### DOCUMENT EXTRACT

Respiratory illness now confirmed in 27 states, with significant growth expected in coming weeks.
A severe respiratory illness infecting children across the United States continues to spread, but medical officials are stressing that the outbreak is not cause for significant concern.
Cases of enterovirus D68 (EV-D68) have now been confirmed in 27 states, with 175 people infected with the illness, according to the US Centers for Disease Control and Prevention (CDC). Enteroviruses typically infect 10 to 15 million people annually in the late summer and early fall seasons, but the EV-D68 strain has led to more serious complications than the typical flu-like symptoms associated with the illness.
“We don’t entirely understand why this strain is causing so much trouble, particularly for children,” said Claire McCarthy, MD, in a report on Harvard Health. “It may simply be that, because children are young, they haven’t had a chance to build up immunity to enteroviruses in general. But, what we do know is that EV-D68 causes more trouble for children, especially those with asthma.”
Thus far, EV-D68 has been confirmed in Alabama, Arkansas, California, Colorado, Connecticut, District of Columbia, Georgia, Illinois, Indiana, Iowa, Kansas, Kentucky, Louisiana, Michigan, Minnesota, Mississippi, Missouri, Montana, Nebraska, New Jersey, New York, North Dakota, Oklahoma, Pennsylvania, Virginia, Washington, and West Virginia.

### WHAT THE TASK REQUIRES
Continue the article on the enterovirus D68 outbreak from the point where it stops. The records that follow have no connection to the text.

[Items in a dataset]
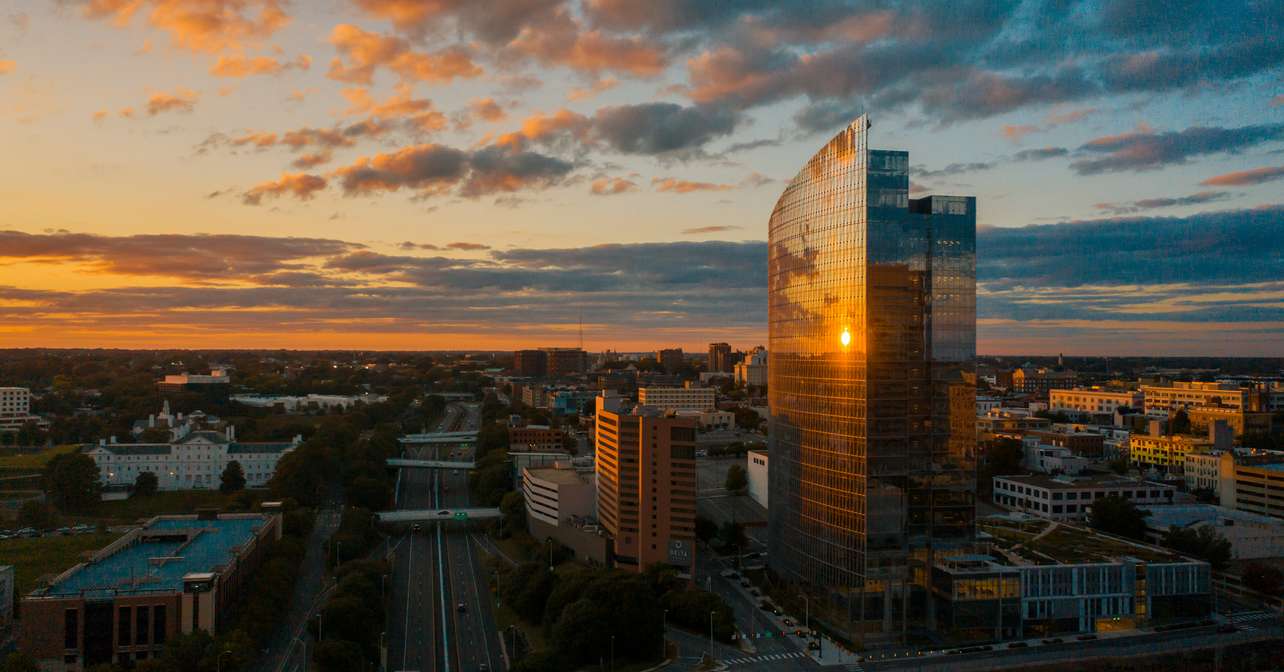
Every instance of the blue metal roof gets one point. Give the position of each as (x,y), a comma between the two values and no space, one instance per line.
(156,562)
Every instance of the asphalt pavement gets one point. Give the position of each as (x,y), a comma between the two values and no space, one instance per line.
(441,617)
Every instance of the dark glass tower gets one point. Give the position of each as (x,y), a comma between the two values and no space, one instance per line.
(872,386)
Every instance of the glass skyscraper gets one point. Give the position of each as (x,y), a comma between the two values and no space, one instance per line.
(872,387)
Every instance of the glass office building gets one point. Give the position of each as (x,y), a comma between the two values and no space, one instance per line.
(872,387)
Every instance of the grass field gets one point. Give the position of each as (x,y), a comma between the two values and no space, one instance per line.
(35,460)
(32,558)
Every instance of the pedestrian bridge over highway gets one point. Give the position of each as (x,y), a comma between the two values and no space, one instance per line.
(437,515)
(429,464)
(438,438)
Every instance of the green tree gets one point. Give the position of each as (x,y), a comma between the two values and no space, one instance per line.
(72,481)
(737,481)
(1264,578)
(1116,515)
(233,478)
(339,655)
(19,662)
(145,485)
(36,514)
(1202,542)
(369,492)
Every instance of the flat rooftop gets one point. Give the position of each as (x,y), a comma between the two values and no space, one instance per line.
(1093,481)
(1035,541)
(157,557)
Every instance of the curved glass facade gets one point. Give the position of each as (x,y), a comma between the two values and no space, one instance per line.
(872,384)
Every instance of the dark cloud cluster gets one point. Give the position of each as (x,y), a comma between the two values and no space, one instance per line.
(433,168)
(215,257)
(1147,149)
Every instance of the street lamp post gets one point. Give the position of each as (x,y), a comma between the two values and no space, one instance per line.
(711,635)
(806,603)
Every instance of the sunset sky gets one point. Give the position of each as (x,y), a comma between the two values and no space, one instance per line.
(456,174)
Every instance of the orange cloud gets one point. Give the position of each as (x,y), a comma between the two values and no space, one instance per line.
(261,140)
(686,186)
(563,43)
(311,161)
(208,26)
(417,112)
(248,67)
(181,100)
(487,109)
(1247,177)
(538,127)
(299,185)
(1016,132)
(609,186)
(366,52)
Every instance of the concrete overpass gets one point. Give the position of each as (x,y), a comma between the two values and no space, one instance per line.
(438,438)
(429,464)
(438,515)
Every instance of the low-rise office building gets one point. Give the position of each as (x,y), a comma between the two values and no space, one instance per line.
(538,438)
(306,404)
(1169,451)
(1239,420)
(1039,382)
(756,467)
(1027,580)
(1251,535)
(173,576)
(1170,398)
(194,461)
(1071,499)
(16,409)
(557,494)
(678,398)
(1093,401)
(1252,483)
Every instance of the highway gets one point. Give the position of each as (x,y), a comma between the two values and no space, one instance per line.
(437,569)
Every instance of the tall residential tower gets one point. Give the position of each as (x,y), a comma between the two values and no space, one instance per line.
(872,386)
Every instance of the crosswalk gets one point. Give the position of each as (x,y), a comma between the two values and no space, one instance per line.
(1247,619)
(764,658)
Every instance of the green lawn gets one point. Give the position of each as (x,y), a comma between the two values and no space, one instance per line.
(35,460)
(32,558)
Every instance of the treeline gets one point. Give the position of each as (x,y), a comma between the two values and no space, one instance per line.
(352,619)
(587,609)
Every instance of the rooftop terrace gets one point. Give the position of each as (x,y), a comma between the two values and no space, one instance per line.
(1038,541)
(157,557)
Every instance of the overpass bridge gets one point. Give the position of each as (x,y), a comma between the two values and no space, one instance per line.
(429,464)
(438,515)
(439,438)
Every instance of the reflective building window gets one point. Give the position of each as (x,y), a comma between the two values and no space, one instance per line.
(872,384)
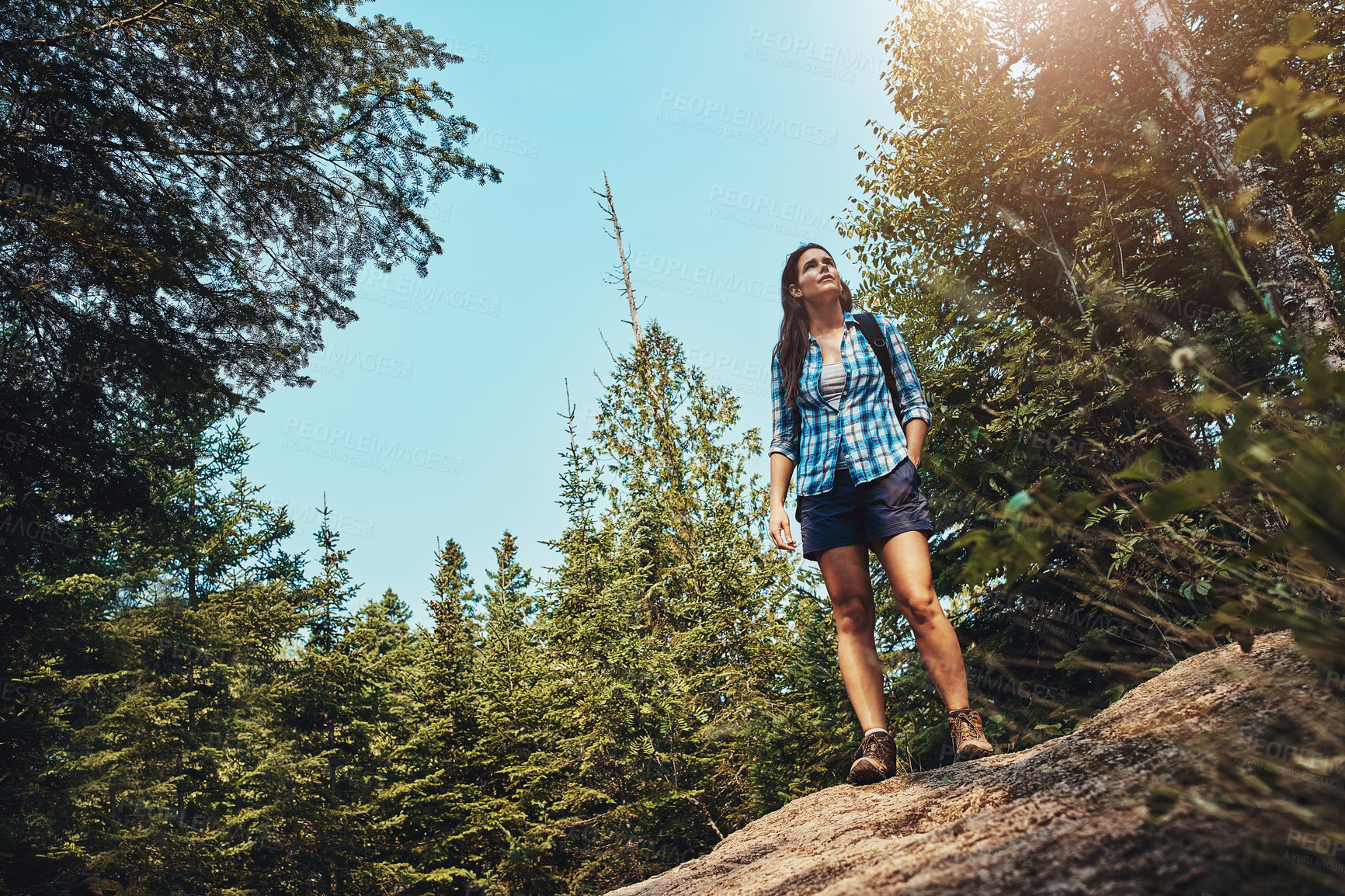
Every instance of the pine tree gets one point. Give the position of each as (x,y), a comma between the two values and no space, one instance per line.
(662,630)
(455,811)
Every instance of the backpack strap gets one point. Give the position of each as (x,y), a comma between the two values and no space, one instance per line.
(873,334)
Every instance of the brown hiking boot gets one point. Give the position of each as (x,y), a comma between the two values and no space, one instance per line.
(878,759)
(968,738)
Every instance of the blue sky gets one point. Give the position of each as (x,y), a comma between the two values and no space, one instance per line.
(729,134)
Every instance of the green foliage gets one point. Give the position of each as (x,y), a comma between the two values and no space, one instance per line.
(186,198)
(1128,464)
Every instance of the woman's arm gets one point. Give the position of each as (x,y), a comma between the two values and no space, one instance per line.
(784,455)
(782,468)
(909,394)
(916,429)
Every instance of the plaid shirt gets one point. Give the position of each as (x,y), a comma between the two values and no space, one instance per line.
(865,428)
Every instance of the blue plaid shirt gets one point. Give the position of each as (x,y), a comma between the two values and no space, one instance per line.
(865,428)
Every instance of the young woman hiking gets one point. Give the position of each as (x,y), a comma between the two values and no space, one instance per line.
(858,490)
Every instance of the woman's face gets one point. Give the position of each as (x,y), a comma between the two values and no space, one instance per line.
(818,277)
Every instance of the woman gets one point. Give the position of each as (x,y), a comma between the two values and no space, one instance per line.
(858,490)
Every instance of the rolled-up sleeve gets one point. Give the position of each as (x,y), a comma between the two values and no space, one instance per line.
(784,418)
(909,394)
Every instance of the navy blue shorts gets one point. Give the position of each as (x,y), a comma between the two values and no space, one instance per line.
(853,514)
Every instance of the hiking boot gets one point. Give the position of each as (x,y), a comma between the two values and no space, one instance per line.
(968,738)
(878,759)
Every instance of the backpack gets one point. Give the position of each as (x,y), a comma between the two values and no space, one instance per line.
(873,334)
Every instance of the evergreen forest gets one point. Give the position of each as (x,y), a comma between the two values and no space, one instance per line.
(1122,297)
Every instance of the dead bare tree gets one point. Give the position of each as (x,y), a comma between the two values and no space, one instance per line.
(608,207)
(1282,257)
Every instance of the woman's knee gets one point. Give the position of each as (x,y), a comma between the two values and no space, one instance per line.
(922,607)
(854,613)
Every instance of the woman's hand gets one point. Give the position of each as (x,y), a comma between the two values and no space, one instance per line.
(780,529)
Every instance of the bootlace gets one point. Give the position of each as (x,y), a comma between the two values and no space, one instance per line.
(966,724)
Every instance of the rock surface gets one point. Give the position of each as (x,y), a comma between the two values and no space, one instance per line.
(1076,814)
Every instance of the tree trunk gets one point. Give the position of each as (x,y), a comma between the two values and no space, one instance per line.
(1284,262)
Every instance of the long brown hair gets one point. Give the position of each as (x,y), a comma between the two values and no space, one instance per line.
(794,327)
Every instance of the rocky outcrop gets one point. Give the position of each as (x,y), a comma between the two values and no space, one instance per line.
(1119,806)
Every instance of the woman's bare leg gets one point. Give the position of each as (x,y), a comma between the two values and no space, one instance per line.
(907,560)
(846,574)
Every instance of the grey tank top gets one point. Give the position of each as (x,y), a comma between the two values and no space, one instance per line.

### WRITTEN RESPONSE
The CDC expects the number of cases to spike from more states reporting EV-D68 cases in the coming weeks; however, that anticipated increase does not indicate that the situation will become worse.
Mainly, the spike will be attributable to several states that are still awaiting test results from clusters of suspected EV-D68 cases. There is presently a large backlog of specimens awaiting testing, which is slower and more complex because the process can only be done by the CDC and a limited number of public health laboratories.
“As the backlog of specimens is processed, the number of states and confirmed cases will likely increase,” the CDC said in a statement posted on its website. “These increases will not necessarily reflect changes in real time, or mean that the situation is getting worse.”
Symptoms for EV-D68 include fever, runny nose, difficulty breathing, muscle aches, hypoxemia, and possible wheezing. Approximately two-thirds of confirmed EV-D68 patients had a previous medical history of asthma.
Individuals with pre-existing respiratory conditions are especially prone to severe EV-D68 infections. There are no vaccines or specific antiviral medications for the virus.
Although EV-D68 has hospitalized children in dozens of states, no deaths have occurred. In contrast, the seasonal flu causes thousands of deaths every year, according to the CDC.
EV-D68 is spread through contact with body fluids, such as saliva and nasal secretions. Frequent hand washing is one of the best methods to reduce the chances of infection.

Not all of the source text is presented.